**** SECCIÓN DE TEXTO

En resumen, buclear un formato con 2 parámetros de entrada.

De antemano Muchas Gracias por su ayuda


----------



## kratk (Oct 27, 2010)

Marcelo: Hay alguna forma de hacer depender el N° de dispositivos del N° de veces??? algo así como lo hiciste con el N° de eventos con el N° de dispositivos. Te lo pregunto porque si cambio el N° de veces se me descompagina la tabla. Yo hice algo así:

Sub Formato()
    Dim NumGeofonos As Long, NumEventos As Long, NumCorr As Long
    Dim i As Long, j As Long, k As Long, l As Long, m As Long


    NumEventos = Application.InputBox _
        (Prompt:="Ingrese N° de eventos", Type:=1)
    If NumEventos < 1 Then Exit Sub
    NumEventos = CInt(NumEventos)

    NumGeofonos = Application.InputBox _
        (Prompt:="Ingrese N° de geofonos", Type:=1)
    If NumGeofonos < 1 Then Exit Sub
    NumGeofonos = CInt(NumGeofonos)

    NumCorr = Application.InputBox _
        (Prompt:="Ingrese N° de Tiros por Corrida", Type:=1)
    If NumCorr < 1 Then Exit Sub
    NumNumCorr = CInt(NumCorr)
    j = 3
    k = j + NumGeofonos * 5 - 1

    For i = 1 To NumEventos
        With ThisWorkbook.Sheets("Plan1").Range("A" & j & _
            ":A" & k)
            .VerticalAlignment = xlCenter
            .MergeCells = True
            .Value = "Evento no." & i
            .Cells(1, 1).Select

            With Selection
                .Borders(xlEdgeRight).LineStyle = xlContinuous
                .Borders(xlEdgeLeft).LineStyle = xlContinuous
                .Borders(xlEdgeTop).LineStyle = xlContinuous
                .Borders(xlEdgeBottom).LineStyle = xlContinuous
           End With

           j = k + 1
           k = j + NumGeofonos * 5 - 1
        End With
    Next i
    Range("A:A").EntireColumn.AutoFit


    j = 3
    k = 7

    For i = 1 To NumEventos
        For l = 1 To NumGeofonos
        With ThisWorkbook.Sheets("Plan1").Range("B" & j & ":B" & k)
            .VerticalAlignment = xlCenter
            .MergeCells = True
            .Value = "Dispositivo " & l
            .Cells(1, 1).Select
            With Selection
                .Borders(xlEdgeRight).LineStyle = xlContinuous
                .Borders(xlEdgeLeft).LineStyle = xlContinuous
                .Borders(xlEdgeTop).LineStyle = xlContinuous
                .Borders(xlEdgeBottom).LineStyle = xlContinuous
           End With
        j = k + 1
        k = k + 5
       End With
       Next l
    Next i

    Range("B:B").EntireColumn.AutoFit


    With ThisWorkbook.Sheets("Plan1").Range("C2")

********
**** DATOS MOSTRADOS

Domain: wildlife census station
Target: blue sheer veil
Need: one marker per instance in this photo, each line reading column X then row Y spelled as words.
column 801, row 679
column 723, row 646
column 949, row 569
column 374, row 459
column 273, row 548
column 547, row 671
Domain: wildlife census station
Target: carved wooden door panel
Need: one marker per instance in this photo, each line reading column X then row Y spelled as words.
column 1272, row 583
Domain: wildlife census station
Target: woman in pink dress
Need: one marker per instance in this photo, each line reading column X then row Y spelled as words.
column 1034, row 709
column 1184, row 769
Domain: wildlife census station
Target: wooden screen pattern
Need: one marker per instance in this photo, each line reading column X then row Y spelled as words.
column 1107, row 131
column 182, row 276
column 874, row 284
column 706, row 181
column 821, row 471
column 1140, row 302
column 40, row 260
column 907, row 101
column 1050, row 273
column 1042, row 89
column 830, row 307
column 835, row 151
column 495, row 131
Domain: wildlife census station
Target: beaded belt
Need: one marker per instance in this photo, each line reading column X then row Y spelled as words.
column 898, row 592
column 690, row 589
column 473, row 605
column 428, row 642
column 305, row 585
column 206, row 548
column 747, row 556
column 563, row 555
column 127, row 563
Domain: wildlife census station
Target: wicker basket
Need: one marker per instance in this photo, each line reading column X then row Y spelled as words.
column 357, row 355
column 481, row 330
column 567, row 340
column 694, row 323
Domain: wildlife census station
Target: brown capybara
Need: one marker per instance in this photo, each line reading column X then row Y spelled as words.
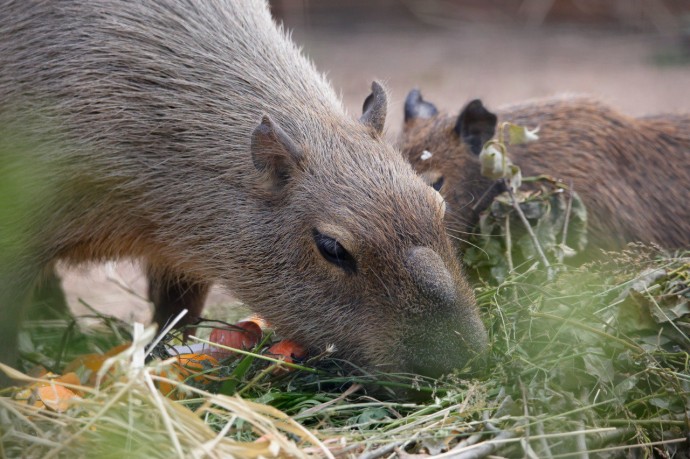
column 194, row 136
column 633, row 174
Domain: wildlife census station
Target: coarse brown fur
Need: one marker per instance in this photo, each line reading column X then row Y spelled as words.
column 145, row 119
column 632, row 173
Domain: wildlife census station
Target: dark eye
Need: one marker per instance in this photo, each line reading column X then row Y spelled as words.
column 334, row 252
column 437, row 184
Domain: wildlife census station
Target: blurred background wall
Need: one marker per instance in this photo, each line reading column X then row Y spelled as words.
column 633, row 54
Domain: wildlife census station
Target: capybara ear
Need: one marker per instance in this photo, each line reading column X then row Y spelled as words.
column 273, row 152
column 416, row 107
column 476, row 125
column 374, row 108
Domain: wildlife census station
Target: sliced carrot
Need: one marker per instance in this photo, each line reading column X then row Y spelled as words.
column 244, row 335
column 55, row 397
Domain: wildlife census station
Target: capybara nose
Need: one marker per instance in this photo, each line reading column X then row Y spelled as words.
column 442, row 347
column 444, row 332
column 431, row 277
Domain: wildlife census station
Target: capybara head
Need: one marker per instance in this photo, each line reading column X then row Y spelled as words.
column 444, row 150
column 357, row 252
column 604, row 155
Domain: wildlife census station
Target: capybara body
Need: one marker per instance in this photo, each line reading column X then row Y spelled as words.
column 194, row 136
column 633, row 174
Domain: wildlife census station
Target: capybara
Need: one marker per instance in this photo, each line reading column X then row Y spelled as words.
column 633, row 174
column 194, row 136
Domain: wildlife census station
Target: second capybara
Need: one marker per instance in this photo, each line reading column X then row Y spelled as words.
column 194, row 136
column 633, row 174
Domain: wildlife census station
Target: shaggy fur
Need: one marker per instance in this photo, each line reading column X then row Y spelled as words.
column 632, row 173
column 143, row 114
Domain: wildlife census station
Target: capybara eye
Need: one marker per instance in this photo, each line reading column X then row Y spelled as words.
column 437, row 184
column 334, row 252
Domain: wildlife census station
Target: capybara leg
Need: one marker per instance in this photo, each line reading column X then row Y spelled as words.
column 171, row 293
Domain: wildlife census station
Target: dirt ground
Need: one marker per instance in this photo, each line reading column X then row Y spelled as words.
column 451, row 65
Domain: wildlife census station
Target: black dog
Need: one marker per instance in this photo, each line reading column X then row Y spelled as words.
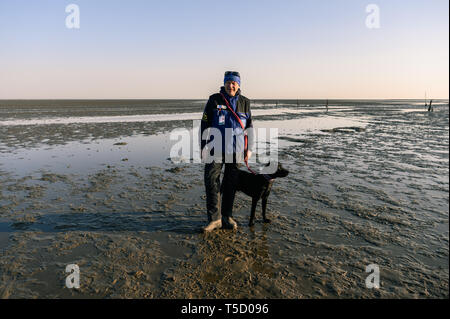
column 259, row 186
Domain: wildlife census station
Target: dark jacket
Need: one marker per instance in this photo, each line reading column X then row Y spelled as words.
column 215, row 108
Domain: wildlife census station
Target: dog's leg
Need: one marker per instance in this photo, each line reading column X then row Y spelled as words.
column 252, row 214
column 264, row 206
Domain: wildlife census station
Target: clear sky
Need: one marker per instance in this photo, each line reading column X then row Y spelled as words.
column 180, row 49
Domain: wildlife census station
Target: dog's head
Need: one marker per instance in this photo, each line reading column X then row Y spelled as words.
column 281, row 171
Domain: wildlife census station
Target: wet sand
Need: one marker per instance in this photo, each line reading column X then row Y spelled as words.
column 368, row 185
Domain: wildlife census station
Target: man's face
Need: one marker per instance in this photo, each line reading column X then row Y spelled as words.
column 231, row 87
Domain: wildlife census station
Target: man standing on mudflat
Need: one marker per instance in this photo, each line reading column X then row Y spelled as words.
column 221, row 118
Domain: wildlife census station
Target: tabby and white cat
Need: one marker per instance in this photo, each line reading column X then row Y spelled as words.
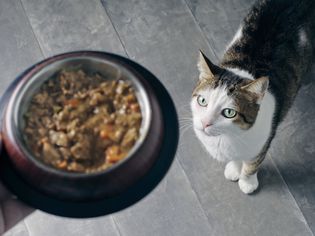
column 238, row 104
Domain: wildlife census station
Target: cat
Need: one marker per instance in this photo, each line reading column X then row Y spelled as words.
column 238, row 104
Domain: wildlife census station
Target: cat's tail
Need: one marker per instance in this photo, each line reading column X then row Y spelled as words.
column 278, row 17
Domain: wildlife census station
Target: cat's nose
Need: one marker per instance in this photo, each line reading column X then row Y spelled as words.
column 206, row 124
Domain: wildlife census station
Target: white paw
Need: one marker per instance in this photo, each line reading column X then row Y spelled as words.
column 233, row 170
column 248, row 184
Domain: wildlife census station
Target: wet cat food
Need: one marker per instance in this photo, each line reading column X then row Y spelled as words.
column 80, row 122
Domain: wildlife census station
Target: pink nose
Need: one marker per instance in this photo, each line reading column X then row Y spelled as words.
column 206, row 124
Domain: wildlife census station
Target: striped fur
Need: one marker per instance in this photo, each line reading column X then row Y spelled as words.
column 259, row 76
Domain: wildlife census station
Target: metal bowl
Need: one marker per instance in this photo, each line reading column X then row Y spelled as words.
column 82, row 187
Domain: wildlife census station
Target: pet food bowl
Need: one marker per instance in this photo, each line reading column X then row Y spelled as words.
column 88, row 194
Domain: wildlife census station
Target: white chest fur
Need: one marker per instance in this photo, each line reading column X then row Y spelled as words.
column 245, row 145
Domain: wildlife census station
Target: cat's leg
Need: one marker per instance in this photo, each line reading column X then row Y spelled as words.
column 233, row 170
column 248, row 181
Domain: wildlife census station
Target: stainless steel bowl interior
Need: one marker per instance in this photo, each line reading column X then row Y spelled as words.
column 89, row 64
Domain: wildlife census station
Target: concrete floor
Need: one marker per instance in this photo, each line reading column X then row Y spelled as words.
column 164, row 36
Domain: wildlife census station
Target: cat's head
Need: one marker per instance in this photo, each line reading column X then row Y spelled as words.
column 224, row 102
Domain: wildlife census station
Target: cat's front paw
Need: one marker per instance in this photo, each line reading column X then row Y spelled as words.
column 248, row 184
column 233, row 170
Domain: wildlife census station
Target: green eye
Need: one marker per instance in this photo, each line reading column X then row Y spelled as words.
column 229, row 113
column 202, row 101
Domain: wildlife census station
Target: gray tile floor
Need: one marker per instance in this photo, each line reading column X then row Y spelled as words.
column 164, row 36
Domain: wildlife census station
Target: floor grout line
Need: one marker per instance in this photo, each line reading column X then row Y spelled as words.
column 120, row 40
column 29, row 23
column 202, row 32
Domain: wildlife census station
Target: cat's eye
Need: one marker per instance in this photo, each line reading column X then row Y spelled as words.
column 202, row 101
column 229, row 113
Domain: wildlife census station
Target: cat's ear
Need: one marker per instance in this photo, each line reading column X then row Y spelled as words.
column 258, row 87
column 206, row 67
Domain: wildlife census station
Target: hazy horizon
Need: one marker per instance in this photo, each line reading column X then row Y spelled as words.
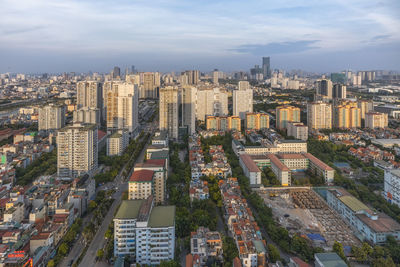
column 317, row 36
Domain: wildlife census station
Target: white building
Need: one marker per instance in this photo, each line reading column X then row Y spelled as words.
column 117, row 142
column 144, row 232
column 87, row 115
column 250, row 169
column 211, row 102
column 51, row 117
column 77, row 150
column 392, row 186
column 242, row 101
column 372, row 226
column 169, row 114
column 122, row 104
column 298, row 130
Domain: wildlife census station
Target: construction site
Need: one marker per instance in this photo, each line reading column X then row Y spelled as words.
column 301, row 210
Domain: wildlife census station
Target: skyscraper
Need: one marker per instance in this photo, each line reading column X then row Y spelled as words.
column 324, row 88
column 90, row 95
column 51, row 117
column 319, row 115
column 77, row 150
column 285, row 114
column 189, row 98
column 266, row 67
column 242, row 100
column 339, row 91
column 169, row 111
column 122, row 106
column 116, row 73
column 215, row 76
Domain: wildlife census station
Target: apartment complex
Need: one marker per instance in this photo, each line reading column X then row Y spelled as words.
column 144, row 232
column 257, row 121
column 242, row 100
column 122, row 104
column 298, row 130
column 223, row 123
column 160, row 175
column 319, row 115
column 373, row 226
column 211, row 102
column 117, row 142
column 77, row 150
column 169, row 113
column 347, row 116
column 285, row 114
column 51, row 117
column 376, row 120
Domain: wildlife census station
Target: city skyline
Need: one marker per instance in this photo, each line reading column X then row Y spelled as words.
column 45, row 36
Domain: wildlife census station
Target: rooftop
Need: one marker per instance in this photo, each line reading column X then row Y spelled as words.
column 142, row 176
column 162, row 216
column 129, row 209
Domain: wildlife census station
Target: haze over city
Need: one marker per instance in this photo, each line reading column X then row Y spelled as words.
column 321, row 36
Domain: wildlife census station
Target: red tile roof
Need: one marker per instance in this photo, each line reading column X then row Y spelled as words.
column 142, row 176
column 250, row 165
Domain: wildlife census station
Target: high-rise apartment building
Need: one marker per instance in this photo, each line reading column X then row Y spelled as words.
column 77, row 150
column 365, row 106
column 376, row 120
column 298, row 130
column 51, row 117
column 285, row 114
column 211, row 102
column 169, row 114
column 242, row 101
column 319, row 115
column 122, row 106
column 257, row 121
column 144, row 232
column 192, row 77
column 223, row 123
column 324, row 88
column 87, row 115
column 266, row 67
column 339, row 91
column 90, row 95
column 189, row 103
column 215, row 76
column 347, row 116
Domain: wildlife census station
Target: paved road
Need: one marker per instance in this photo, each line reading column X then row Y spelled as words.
column 98, row 241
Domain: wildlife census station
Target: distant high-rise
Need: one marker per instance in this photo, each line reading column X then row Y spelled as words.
column 90, row 95
column 77, row 150
column 116, row 73
column 339, row 91
column 51, row 117
column 215, row 76
column 347, row 115
column 285, row 114
column 169, row 111
column 242, row 100
column 122, row 106
column 189, row 98
column 319, row 115
column 324, row 88
column 266, row 68
column 211, row 102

********

• [REQUISITOS]:
Según el hilo sobre la macro de formato, ¿qué le sucede a la tabla de kratk al cambiar el N° de veces?

• [RESULTADO DEL EJERCICIO]:
La tabla se le descompagina.